____ Supplied data
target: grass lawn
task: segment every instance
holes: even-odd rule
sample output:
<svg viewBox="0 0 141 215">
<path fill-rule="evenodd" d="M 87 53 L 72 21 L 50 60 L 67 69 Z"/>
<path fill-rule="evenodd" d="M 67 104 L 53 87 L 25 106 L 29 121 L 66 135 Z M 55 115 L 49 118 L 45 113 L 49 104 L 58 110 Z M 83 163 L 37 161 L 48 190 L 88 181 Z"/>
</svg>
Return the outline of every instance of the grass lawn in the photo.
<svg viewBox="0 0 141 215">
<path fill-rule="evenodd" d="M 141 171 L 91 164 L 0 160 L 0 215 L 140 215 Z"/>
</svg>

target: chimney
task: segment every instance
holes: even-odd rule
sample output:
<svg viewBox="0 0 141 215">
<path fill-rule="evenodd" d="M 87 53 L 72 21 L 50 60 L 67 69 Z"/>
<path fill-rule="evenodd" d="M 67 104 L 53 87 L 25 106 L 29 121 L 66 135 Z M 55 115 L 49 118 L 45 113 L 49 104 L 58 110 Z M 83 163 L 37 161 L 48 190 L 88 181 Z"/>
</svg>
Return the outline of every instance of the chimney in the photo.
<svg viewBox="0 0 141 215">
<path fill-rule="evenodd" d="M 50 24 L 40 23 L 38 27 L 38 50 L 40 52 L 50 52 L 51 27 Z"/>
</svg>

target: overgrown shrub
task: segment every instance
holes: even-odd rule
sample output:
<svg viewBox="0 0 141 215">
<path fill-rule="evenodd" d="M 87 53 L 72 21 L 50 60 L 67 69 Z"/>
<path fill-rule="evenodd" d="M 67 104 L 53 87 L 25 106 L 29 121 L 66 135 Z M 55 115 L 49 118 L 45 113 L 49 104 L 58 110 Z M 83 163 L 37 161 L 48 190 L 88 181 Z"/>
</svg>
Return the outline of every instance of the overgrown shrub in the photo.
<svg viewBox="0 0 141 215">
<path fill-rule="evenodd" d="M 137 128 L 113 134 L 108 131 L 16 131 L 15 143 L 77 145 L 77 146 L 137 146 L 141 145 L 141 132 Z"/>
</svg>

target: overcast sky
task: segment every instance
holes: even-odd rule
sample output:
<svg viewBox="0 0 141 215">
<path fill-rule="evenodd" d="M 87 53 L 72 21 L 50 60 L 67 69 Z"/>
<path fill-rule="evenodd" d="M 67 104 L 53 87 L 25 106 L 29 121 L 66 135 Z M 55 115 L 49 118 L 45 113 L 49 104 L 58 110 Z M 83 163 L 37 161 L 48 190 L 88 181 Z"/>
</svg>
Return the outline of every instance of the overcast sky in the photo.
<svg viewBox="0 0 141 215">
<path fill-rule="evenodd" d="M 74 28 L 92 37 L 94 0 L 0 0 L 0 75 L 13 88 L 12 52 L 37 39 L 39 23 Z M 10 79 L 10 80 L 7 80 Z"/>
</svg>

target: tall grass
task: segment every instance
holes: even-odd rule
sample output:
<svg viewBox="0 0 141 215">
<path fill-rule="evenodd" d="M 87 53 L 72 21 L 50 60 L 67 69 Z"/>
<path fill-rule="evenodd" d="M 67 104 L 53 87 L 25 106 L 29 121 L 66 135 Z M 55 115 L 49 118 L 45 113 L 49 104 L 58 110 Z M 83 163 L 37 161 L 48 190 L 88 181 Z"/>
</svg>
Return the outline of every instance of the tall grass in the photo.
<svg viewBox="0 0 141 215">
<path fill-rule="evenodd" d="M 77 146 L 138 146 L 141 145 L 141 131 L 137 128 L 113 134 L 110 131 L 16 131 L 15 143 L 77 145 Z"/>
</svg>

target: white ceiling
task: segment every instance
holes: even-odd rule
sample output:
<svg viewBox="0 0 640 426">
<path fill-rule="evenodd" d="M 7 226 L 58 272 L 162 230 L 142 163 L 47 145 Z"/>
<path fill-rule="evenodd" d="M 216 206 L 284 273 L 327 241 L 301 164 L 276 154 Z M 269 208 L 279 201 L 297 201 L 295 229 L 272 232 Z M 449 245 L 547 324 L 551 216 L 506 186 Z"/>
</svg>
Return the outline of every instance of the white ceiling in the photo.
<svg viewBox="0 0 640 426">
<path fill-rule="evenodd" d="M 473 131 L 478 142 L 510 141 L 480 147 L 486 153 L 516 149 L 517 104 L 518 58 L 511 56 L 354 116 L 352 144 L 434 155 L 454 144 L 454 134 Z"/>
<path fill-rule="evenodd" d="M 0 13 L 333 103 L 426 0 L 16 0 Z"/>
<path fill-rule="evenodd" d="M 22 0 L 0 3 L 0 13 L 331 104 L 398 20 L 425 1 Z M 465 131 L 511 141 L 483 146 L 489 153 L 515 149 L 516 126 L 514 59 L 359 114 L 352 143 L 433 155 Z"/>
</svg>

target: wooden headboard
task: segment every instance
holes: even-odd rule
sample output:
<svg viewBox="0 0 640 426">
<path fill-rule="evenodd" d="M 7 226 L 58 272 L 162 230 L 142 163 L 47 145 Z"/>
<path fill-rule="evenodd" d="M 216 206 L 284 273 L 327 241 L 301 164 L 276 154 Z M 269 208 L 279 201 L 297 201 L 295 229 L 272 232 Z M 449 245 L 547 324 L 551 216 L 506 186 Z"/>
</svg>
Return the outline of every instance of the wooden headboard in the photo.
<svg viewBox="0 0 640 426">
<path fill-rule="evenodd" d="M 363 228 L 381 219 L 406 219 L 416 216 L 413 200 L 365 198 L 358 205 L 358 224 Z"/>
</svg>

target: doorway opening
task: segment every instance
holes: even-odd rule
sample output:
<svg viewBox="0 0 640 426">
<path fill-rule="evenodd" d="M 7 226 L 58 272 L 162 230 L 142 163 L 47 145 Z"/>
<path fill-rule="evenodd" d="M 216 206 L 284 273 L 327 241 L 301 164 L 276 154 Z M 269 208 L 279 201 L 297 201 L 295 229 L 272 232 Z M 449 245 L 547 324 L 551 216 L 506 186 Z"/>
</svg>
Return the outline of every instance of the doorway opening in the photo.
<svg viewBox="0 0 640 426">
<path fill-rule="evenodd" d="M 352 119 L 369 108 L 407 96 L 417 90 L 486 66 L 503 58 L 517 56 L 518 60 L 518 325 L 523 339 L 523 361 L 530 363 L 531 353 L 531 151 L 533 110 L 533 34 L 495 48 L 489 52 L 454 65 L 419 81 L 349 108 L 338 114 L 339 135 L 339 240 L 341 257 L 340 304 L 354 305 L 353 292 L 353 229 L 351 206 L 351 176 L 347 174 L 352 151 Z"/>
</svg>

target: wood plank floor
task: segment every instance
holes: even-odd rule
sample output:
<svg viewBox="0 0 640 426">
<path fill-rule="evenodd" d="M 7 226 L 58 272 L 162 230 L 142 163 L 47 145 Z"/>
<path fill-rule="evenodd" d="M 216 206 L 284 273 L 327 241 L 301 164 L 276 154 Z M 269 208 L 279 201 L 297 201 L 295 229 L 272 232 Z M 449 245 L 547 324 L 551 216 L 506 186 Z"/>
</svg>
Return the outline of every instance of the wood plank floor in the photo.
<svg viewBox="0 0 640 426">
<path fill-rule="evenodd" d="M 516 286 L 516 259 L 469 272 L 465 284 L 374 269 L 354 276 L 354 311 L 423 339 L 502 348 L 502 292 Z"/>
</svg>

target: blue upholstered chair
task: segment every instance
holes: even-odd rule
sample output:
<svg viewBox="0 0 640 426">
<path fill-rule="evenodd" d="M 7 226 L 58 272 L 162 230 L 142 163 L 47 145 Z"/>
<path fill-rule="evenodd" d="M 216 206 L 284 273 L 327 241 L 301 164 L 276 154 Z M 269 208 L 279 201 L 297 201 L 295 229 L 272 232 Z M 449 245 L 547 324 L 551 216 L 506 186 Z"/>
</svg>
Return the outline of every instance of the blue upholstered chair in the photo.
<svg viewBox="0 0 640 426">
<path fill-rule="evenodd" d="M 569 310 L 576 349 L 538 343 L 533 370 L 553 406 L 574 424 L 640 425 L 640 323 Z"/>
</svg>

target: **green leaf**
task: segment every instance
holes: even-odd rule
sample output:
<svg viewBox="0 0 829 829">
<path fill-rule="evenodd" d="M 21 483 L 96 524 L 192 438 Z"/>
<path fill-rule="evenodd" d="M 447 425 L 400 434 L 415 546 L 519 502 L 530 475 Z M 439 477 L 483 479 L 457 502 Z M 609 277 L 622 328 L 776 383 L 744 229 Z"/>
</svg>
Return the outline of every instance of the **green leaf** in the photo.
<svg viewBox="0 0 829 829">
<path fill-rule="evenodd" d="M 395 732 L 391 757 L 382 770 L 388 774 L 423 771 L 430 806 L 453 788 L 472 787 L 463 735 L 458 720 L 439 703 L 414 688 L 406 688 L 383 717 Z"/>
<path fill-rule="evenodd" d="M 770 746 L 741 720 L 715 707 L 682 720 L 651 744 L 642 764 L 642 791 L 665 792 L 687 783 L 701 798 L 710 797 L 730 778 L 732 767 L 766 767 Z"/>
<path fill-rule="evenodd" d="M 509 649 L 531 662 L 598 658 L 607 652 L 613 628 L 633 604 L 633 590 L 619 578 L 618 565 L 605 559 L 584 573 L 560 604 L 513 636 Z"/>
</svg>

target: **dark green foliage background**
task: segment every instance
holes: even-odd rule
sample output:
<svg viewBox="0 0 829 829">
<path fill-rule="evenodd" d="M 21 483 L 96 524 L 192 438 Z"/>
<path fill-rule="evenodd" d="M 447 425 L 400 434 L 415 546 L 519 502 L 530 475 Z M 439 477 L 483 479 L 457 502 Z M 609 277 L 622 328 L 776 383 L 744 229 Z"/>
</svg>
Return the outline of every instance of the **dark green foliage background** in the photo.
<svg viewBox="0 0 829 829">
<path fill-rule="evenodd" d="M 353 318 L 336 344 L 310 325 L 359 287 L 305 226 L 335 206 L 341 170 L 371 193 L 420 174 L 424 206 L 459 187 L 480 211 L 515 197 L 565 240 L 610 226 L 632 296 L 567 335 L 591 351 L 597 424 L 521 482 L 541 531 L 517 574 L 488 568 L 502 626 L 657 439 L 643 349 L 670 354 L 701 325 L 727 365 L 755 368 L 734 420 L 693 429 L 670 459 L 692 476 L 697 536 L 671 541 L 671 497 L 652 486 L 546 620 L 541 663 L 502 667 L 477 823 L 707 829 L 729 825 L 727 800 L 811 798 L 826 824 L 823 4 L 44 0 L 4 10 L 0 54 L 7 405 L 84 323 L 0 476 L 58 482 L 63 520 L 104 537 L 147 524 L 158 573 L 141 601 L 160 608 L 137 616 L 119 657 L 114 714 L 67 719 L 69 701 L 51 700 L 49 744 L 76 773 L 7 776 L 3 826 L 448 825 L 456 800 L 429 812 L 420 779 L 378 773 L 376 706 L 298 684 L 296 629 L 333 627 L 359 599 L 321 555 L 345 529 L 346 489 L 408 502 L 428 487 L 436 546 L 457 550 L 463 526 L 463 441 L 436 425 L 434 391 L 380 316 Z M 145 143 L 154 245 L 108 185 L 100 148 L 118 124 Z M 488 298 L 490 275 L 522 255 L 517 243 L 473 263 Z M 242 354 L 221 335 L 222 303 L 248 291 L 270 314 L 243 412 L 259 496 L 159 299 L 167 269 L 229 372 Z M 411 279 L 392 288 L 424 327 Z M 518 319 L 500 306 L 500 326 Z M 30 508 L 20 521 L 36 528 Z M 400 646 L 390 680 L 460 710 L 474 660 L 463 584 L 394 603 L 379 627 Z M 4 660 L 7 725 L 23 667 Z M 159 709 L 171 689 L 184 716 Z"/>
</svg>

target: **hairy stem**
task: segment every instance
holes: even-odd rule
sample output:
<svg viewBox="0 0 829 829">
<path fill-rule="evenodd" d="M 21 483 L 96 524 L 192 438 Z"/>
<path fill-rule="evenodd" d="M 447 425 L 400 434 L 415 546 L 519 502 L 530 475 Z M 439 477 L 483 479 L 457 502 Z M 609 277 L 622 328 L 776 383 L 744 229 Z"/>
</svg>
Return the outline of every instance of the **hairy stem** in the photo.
________
**Objective**
Pull out every line from the one with "target: **hairy stem**" to the end of the listing, and output only those.

**Reply to the task**
target: **hairy stem**
task: segment every instance
holes: even-odd rule
sample output:
<svg viewBox="0 0 829 829">
<path fill-rule="evenodd" d="M 21 483 L 96 524 L 192 438 Z"/>
<path fill-rule="evenodd" d="M 447 425 L 400 434 L 415 546 L 519 502 L 530 475 Z M 439 477 L 483 479 L 457 502 Z M 609 277 L 622 328 L 776 383 L 744 229 Z"/>
</svg>
Return the outline of every instance of the **hairy stem** in the photo.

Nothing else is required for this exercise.